▸ **DIRECTION**:
All of the material below is to be repeated exactly.
····················
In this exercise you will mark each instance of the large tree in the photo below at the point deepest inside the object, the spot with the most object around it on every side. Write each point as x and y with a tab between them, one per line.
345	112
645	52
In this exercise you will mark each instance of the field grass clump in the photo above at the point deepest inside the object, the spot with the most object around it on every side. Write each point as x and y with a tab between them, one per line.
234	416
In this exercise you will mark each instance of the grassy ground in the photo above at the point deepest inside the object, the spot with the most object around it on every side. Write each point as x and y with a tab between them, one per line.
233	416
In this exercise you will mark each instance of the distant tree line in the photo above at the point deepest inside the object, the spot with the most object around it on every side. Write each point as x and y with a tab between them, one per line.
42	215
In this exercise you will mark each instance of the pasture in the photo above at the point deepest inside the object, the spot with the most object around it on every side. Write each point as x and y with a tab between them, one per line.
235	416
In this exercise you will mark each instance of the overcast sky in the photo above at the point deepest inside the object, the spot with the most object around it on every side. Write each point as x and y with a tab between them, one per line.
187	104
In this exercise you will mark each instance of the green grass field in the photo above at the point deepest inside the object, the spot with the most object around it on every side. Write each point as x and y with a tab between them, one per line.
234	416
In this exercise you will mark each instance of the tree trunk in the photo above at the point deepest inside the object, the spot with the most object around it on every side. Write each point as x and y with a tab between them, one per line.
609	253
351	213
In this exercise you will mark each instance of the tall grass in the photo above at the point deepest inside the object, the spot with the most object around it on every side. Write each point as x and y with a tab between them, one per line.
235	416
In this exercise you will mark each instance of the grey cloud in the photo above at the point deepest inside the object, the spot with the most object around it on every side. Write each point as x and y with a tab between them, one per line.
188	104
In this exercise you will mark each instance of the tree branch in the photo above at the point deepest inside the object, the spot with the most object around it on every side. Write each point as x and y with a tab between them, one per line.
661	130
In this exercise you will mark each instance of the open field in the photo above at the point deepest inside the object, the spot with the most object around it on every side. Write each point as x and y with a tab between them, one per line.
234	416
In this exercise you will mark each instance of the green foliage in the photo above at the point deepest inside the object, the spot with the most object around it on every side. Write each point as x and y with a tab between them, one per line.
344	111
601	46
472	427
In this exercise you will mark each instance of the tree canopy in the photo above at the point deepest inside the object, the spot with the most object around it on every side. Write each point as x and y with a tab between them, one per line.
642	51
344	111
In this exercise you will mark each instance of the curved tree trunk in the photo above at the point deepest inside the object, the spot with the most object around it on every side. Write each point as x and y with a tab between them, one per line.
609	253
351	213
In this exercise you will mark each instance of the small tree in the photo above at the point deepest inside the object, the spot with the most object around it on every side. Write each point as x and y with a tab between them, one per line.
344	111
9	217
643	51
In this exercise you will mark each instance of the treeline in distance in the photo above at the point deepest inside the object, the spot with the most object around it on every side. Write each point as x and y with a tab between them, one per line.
····················
▸ **SOLUTION BELOW**:
In this exercise you will mark each instance of the large tree in the photo below at the point deepest inside the object, the spot with the most object around it on every side. Write each point as x and y with a tab between them, one per line.
345	112
645	52
In this exercise you will mark each instance of the field grass clump in the photo above at the point deepest inside the object, the spot with the most object around it on every side. Write each point as x and y with a tab between them, one per line.
234	416
In this exercise you will mark each instance of the grassy ground in the photo above at the point deepest inside the object, the spot with the most object around it on every side. Write each point as x and y with a tab between them, one per line.
233	416
In this exercise you will mark each instance of the distant tree line in the photo above at the point deepest inside the object, the spot with the most object around it on every side. Write each point as x and y with a tab between them, one per line.
42	215
In this exercise you will mark each instance of the pasture in the photo above at the point deepest inside the object, the spot with the most object around it on every side. Write each point as x and y with a tab between them, one per line.
235	416
In this exercise you will mark each instance of the overcast sky in the photo above at the point deepest inside the object, the spot with the most object around it on every side. Write each point as x and y with a tab between them, one per line.
187	104
In this exercise you will mark each instance of the green grass field in the photo above at the point deepest inside the object, the spot with the most object around it on every side. Write each point as x and y with a tab between them, one per line.
234	416
In this exercise you will mark each instance of the tree trunk in the photo above at the point deepest inside the object, the spot with the most object around it on every side. Write each point as x and y with a tab between them, one per line.
609	253
351	213
In this exercise you will mark each instance of the tall grass in the photo above at the point deepest inside the object, the spot with the most object around it on every side. Write each point as x and y with a tab between them, one per line.
235	416
In this exercise you will mark each instance of the grey cloud in the photo above at the point deepest inside the object, the spot with the most object around it on every side. Write each point as x and y with a tab between them, one per line.
188	104
In this exercise you will mark each instance of the tree branch in the photo above at the point deepest inside the object, the spot with the most object around it on every side. Write each point as x and y with a tab between them, one per line.
661	130
In this exercise you will mark each instance of the open field in the photo above at the point deepest inside the object, the spot with the most object around it on every side. Write each point as x and y with a tab between them, one per line.
234	416
In this exercise you will mark each instance of the green foliage in the photo above at the point deepest inside the object, the spot with the most object around it on every side. Write each point as x and y with a tab between them, one per line.
344	111
601	46
472	427
In this exercise you will mark each instance of the tree canopy in the photo above at the point deepest inside the object, the spot with the most object around it on every side. Write each point as x and y with a tab between them, one per line.
642	51
344	111
In this exercise you will mark each instance of the curved tree trunk in the photo above at the point deepest inside the object, the spot with the most object around it on every side. Write each point as x and y with a tab between them, one per line.
609	253
351	213
In this exercise you will mark each instance of the small tree in the photo above at the point deepest inside the object, the spot with the most object around it on every side. Write each point as x and y with a tab between them, one per line.
344	111
9	217
643	51
In this exercise you will mark each instance of the treeline in distance in the photo above at the point deepest inside the object, the spot with the most object around it on every side. Write each point as x and y with a tab between them, one per line.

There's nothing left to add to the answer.